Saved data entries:
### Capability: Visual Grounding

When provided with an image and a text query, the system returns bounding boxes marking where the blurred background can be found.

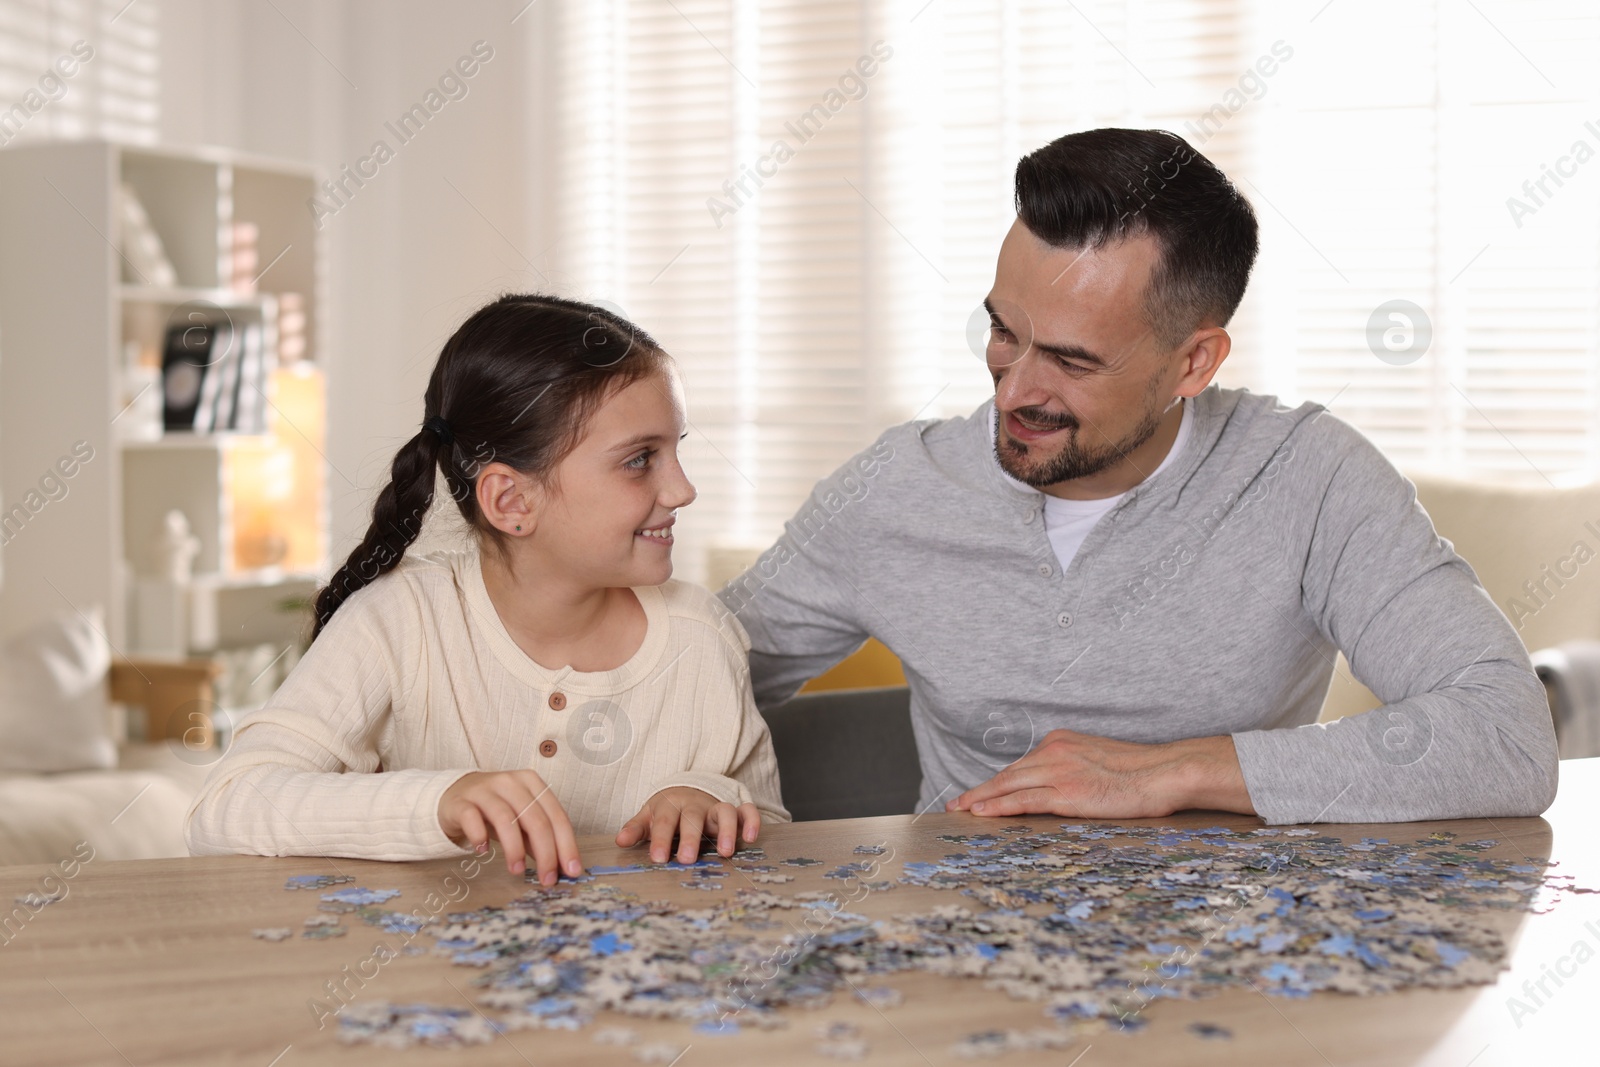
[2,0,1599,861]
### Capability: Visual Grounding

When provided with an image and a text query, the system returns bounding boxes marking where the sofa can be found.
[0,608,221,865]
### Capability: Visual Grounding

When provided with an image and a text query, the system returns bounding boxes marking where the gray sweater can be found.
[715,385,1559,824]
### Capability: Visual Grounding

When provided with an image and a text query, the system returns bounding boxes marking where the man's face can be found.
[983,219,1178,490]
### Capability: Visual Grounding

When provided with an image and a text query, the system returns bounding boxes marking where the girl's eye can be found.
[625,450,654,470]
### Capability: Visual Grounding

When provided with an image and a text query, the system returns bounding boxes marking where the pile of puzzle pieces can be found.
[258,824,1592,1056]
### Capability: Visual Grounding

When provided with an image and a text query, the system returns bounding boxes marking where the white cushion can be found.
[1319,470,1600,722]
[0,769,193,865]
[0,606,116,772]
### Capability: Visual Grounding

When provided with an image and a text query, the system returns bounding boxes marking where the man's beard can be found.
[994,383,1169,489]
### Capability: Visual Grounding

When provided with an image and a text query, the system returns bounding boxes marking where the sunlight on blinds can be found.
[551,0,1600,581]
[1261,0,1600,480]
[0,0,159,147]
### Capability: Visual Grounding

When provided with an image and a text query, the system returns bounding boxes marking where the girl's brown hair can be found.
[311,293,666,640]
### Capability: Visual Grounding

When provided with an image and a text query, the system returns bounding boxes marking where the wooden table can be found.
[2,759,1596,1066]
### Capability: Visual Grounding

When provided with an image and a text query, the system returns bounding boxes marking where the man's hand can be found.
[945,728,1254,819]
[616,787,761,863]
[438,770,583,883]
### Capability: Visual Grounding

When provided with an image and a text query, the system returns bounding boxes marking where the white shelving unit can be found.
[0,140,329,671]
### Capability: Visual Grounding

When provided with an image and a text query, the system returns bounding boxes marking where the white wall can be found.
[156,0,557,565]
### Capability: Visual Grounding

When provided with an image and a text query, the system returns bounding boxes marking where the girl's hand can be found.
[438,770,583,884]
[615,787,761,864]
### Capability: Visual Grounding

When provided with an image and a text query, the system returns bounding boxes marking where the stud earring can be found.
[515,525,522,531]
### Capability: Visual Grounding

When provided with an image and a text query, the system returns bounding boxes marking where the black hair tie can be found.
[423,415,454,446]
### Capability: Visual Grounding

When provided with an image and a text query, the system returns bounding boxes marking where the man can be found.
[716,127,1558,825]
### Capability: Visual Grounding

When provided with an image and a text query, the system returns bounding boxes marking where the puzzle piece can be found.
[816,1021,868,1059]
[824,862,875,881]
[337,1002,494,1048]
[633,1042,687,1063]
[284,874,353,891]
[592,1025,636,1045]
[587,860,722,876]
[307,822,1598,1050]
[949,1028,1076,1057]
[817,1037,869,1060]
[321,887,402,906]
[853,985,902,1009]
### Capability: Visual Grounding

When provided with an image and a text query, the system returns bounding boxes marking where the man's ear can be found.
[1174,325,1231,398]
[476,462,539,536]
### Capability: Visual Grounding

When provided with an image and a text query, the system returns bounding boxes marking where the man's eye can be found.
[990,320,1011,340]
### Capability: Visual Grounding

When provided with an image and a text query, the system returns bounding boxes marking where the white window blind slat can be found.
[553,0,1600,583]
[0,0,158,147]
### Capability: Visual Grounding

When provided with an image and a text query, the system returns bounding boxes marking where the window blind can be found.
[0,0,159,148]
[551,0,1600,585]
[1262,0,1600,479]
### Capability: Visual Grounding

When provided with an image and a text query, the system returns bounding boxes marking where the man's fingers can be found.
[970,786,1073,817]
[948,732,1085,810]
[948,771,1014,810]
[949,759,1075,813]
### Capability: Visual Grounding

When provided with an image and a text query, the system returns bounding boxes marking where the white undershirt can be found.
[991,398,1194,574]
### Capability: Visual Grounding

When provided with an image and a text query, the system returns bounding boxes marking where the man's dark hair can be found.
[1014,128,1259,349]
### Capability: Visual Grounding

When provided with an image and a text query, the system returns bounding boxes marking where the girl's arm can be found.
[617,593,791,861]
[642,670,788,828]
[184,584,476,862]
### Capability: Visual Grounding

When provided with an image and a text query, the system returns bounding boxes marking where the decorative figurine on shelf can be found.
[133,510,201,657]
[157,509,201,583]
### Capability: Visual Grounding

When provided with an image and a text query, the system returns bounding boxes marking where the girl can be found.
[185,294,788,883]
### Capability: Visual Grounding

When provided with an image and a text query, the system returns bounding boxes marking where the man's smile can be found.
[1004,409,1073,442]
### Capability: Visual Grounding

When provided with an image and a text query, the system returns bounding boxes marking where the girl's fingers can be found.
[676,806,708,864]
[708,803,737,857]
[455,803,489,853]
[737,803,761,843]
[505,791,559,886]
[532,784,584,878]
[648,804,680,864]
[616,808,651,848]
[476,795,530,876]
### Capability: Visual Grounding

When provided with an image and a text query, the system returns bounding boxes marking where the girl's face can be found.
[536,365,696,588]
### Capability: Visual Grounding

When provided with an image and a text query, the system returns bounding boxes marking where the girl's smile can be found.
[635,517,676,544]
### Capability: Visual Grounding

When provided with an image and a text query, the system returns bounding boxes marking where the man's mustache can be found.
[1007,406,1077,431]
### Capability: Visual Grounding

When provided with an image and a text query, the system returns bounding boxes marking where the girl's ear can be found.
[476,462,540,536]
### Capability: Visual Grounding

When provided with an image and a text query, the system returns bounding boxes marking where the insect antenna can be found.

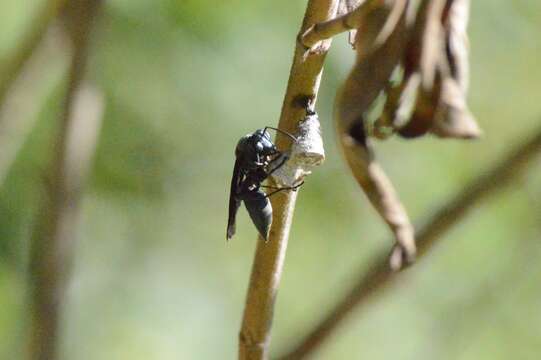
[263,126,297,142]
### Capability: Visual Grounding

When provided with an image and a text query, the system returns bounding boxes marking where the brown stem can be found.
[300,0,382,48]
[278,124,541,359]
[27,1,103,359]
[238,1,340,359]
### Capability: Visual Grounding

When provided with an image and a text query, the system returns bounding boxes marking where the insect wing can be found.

## YOUR OBJECTIVE:
Copy each entry exactly as written, and drop the pictures from the copy.

## TASK OUTPUT:
### Capability: Visual Grounding

When provided with an image and a text query, the system returns bounding boxes marking where the blurred background can be found.

[2,0,1599,861]
### Capability: Visual Grounding

When provided with an image and a text query, the system returns bounding boxes marking where the sofa can be found.
[0,608,221,865]
### Capability: Visual Grounding

When provided with an image and a text query, the system returns bounding boxes marking where the gray sweater can be found.
[715,385,1559,824]
### Capability: Visual Grounding

When provided with an image and a text query, the system returns bounding boxes marking where the man's face can be found.
[983,219,1178,490]
### Capability: Visual Grounding

When provided with an image and a text query, the system returns bounding boxes marking where the girl's eye can be found.
[625,450,654,470]
### Capability: Visual Grounding

When provided with an image and a text query, the system returns bounding boxes marking where the pile of puzzle pieces can be found.
[258,824,1592,1056]
### Capability: Visual Grounding

When provided with an image and a text query, the system returns bounding boxes marking where the white cushion can be found.
[1319,470,1600,722]
[0,769,193,865]
[0,606,116,772]
### Capability: Visual Grounding

When provided with an image and a text query, the system returns bounding boxes marking where the man's beard can be found.
[994,383,1169,489]
### Capability: Visual Grounding

When provided with an image and a text query, the system returns bounding boxes marking where the sunlight on blinds can be found.
[551,0,1600,581]
[1261,0,1600,480]
[0,0,159,147]
### Capability: Visual Grounding

When provided with an image and a text query, the system returns bounding boxes marking where the girl's brown hair can be found.
[311,293,666,640]
### Capability: Visual Grounding

When provided with an image and a text query, the system returns bounding boxes marking where the wooden table can be found.
[2,759,1596,1066]
### Capability: Visual Grounding

When provided with an image and a text query, the system returns bounding boxes marking where the man's hand can be found.
[945,728,1254,819]
[616,787,761,863]
[438,770,583,883]
### Capability: Visual Grounding

When provided with an image and a text query, the system returns bounding boxes marking where the white shelving unit can be found.
[0,140,329,671]
### Capability: Visual Grounding

When provided with an image and a text query, the system returns bounding boxes marking where the white wall can be found.
[156,0,557,565]
### Capability: Visual Grounding

When provided with an image and a text query, the system returns bounding boxes marking where the girl's hand can be found.
[438,770,583,884]
[615,787,761,864]
### Capability: Visual Grounding

When provided with an image and a text query, the system returns bounding boxes marking where the stud earring can be found.
[515,525,522,531]
### Capability: Visual Grounding

When provided with an image and a text query, the system returns bounding boxes marking where the black hair tie can be found.
[423,415,454,446]
### Capability: Visual Grounding

When provided with an image and a text query, the system returns bounding boxes marking where the man can be found.
[716,127,1558,825]
### Capability: Visual Grounding

When provided with an image and a text query, the system returns bounding boxes marking where the puzzle piece can be found.
[816,1021,868,1059]
[824,862,875,881]
[337,1002,494,1048]
[633,1042,687,1063]
[284,874,353,891]
[592,1025,636,1045]
[587,860,722,876]
[307,822,1598,1050]
[949,1028,1076,1057]
[817,1037,869,1060]
[321,887,402,906]
[853,985,902,1009]
### Capability: Visual Grounding

When provided with an image and a text query, the system returns bounding boxes marking where the man's ear can be found.
[1174,325,1231,398]
[476,462,539,536]
### Capability: Visual Grounding

When provided with an image and a text query, the system returns bounding boxes marking where the man's eye can be found.
[990,320,1011,340]
### Capability: Visual Grounding

When provided with an image and a text query, the system returns bounding boxes marking where the white window blind slat can be found.
[553,0,1600,583]
[0,0,158,147]
### Capability: Visual Grounding

When provided with an image and a text query, the system returns bounding boxes marking where the window blind can be found.
[0,0,159,148]
[551,0,1600,585]
[1262,0,1600,479]
### Capability: Visual Grounding

When provided with an image and a text query, the system returns bounding boxes marking where the man's fingers can be found.
[970,786,1073,817]
[948,732,1085,810]
[948,771,1014,810]
[949,759,1075,813]
### Capability: Visual Grounding

When provided with an image and a text query, the system returns bounding boxes marking where the white undershirt can be found.
[991,398,1194,574]
### Capability: Visual Grounding

When provided with an image and a text query, the system returns bounding boxes marking where the man's dark hair can be found.
[1014,128,1259,349]
### Capability: Visual Grounding

When provided with an image and a text query, the system returns bounding boxes marking where the girl's arm can be found.
[617,593,791,861]
[642,670,788,828]
[184,584,476,862]
### Capability: Visual Grounding

When provided with an image and a text query, the system returns bounding boxes marking where the decorative figurine on shelf can be found.
[133,510,201,657]
[157,509,201,583]
### Capability: Visual Grounding

When provided with an image and a text query, the system returns bounding boxes marking where the girl can be found.
[185,294,788,883]
### Capability: Visual Grounding

When provided with an image and a text query, the system returns bounding boxes marking where the man's smile can be found.
[1004,409,1073,442]
### Capability: Visual Grounding

When provided with an image and a text query, the system returns bounding boxes marking where the girl's fingers can be found.
[676,806,708,864]
[708,803,737,857]
[455,803,489,853]
[737,803,761,843]
[505,791,559,886]
[532,784,584,878]
[648,804,680,864]
[616,808,651,848]
[476,795,530,876]
### Capability: Visual Grounding

When provided with an image and a text query, the system returns bounding boxes marking where the girl's face can be found.
[536,365,696,588]
### Capability: Visual Grounding

When provided with an image and a text query, the system returns bounding boxes marking where the girl's smile can be found.
[635,517,676,544]
### Capability: Visual Grounding

When provided with an image and a text query, the system returns bounding boxes marking where the man's mustache can be found.
[1007,406,1077,431]
### Capability: Visual Grounding

When provided with an image and a text query, the system returns bounding boxes marking where the girl's ear can be found.
[476,462,540,536]
### Capability: Visual Grounding

When provided with an image and a text query, the system returns bounding boxes marking where the insect antenna can be found.

[263,126,297,142]
### Capability: Visual Grounding

When provided with an image and a text query, the system returns bounding boxes marking where the brown stem can be found.
[300,0,382,48]
[278,124,541,359]
[27,1,103,359]
[238,1,340,359]
### Capability: Visual Grounding

When provided with an image and a text query, the system returns bounding boxes marking where the insect wing can be found.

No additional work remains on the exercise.